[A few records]
(begin)
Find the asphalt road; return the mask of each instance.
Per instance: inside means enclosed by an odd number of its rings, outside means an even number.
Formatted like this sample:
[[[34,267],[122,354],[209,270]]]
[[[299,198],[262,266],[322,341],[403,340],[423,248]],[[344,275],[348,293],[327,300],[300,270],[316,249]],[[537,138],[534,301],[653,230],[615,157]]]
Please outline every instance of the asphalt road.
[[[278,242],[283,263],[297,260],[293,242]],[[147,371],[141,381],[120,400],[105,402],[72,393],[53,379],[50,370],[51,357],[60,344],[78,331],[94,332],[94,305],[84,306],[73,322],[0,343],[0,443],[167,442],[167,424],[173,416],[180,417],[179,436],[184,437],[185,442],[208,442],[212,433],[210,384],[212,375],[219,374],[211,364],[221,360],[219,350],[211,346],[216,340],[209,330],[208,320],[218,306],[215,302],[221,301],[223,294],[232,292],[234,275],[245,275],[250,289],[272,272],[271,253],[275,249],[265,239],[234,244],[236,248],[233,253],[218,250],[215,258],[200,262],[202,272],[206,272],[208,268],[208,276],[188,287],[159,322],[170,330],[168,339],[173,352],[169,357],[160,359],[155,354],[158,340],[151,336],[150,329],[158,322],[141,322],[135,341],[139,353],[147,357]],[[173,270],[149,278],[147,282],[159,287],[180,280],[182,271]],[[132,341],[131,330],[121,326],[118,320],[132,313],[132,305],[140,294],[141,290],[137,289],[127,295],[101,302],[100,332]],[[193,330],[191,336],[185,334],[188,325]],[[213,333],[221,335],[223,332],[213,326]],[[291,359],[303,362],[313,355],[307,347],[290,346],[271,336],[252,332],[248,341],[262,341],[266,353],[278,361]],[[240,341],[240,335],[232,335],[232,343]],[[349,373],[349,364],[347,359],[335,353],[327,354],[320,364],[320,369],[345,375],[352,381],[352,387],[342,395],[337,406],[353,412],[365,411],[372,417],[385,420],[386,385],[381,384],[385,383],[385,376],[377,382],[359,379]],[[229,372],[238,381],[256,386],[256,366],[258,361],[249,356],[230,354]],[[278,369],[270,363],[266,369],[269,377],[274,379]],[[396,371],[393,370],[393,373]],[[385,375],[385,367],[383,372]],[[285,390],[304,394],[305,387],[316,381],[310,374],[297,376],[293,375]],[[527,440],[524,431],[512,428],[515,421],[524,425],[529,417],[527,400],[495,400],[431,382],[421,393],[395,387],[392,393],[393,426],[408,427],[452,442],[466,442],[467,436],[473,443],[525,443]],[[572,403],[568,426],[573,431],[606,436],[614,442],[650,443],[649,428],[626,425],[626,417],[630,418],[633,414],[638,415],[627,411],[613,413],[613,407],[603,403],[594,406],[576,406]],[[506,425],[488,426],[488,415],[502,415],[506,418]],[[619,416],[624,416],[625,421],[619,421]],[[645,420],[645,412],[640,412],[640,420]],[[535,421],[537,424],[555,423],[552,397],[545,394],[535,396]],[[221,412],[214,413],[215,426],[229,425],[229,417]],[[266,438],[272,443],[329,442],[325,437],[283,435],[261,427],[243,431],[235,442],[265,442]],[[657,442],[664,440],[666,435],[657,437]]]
(end)
Switch "asphalt road" to "paved road" everywhere it occurs in the material above, and write the material out again with nothing else changed.

Find the paved road; return the mask of each instance.
Per instance: inside means enclosed by an odd number of its rings, outside means an even number.
Formatted like this sample:
[[[34,267],[122,354],[209,270]]]
[[[299,198],[262,266],[322,341],[403,340],[423,248]],[[344,275],[348,293],[327,300],[300,270],[316,249]],[[537,138],[534,301],[653,230],[615,157]]]
Please outline every instance of the paved road.
[[[278,242],[283,263],[297,260],[293,242]],[[147,371],[141,381],[120,400],[105,402],[72,393],[53,379],[50,370],[51,357],[60,344],[78,331],[94,332],[94,305],[84,306],[73,322],[0,343],[0,443],[167,442],[167,424],[173,416],[180,417],[179,436],[184,437],[185,442],[208,442],[212,433],[210,384],[212,375],[219,374],[211,364],[221,360],[219,350],[211,346],[216,340],[209,330],[208,320],[218,306],[215,302],[221,301],[223,294],[232,292],[234,275],[245,275],[250,289],[272,272],[271,253],[275,249],[265,239],[234,244],[236,248],[233,253],[218,250],[215,258],[200,262],[202,272],[206,272],[208,268],[208,276],[188,287],[159,322],[170,330],[168,339],[173,352],[169,357],[160,359],[155,354],[158,340],[151,336],[150,329],[158,322],[141,322],[135,341],[139,353],[147,357]],[[173,270],[149,278],[147,282],[159,287],[180,280],[182,271]],[[132,341],[131,330],[121,326],[118,320],[132,313],[132,305],[140,294],[141,290],[137,289],[127,295],[101,302],[100,332]],[[193,330],[191,336],[185,334],[188,325]],[[213,333],[221,335],[223,332],[213,326]],[[291,359],[303,362],[313,355],[307,347],[290,346],[271,336],[252,332],[248,341],[262,341],[266,353],[278,361]],[[240,341],[240,335],[232,335],[232,343]],[[349,373],[349,364],[347,359],[335,353],[327,354],[320,364],[320,369],[345,375],[352,381],[352,387],[342,395],[337,406],[353,412],[365,411],[372,417],[385,420],[386,385],[381,384],[385,383],[385,376],[377,382],[359,379]],[[229,372],[238,381],[256,386],[256,366],[258,361],[249,356],[230,354]],[[278,369],[270,363],[266,369],[269,377],[274,379]],[[396,371],[393,370],[393,373]],[[385,375],[385,367],[383,372]],[[285,390],[304,394],[305,387],[316,381],[310,374],[297,376],[293,375]],[[527,440],[524,431],[512,428],[515,421],[524,425],[529,417],[527,400],[495,400],[431,382],[421,393],[395,387],[392,393],[393,426],[408,427],[452,442],[466,442],[467,436],[473,443],[525,443]],[[572,403],[568,426],[573,431],[606,436],[614,442],[650,443],[649,428],[626,425],[626,417],[630,418],[633,414],[638,415],[627,411],[613,413],[613,407],[603,403],[594,406],[576,406]],[[506,425],[488,426],[488,415],[502,415],[506,418]],[[619,416],[624,416],[625,421],[619,421]],[[645,420],[645,412],[640,412],[640,420]],[[535,421],[537,424],[555,423],[552,397],[545,394],[535,396]],[[221,412],[214,413],[215,426],[229,425],[229,417]],[[266,438],[272,443],[329,442],[325,437],[283,435],[261,427],[243,431],[235,442],[265,442]],[[657,442],[664,440],[666,435],[657,437]]]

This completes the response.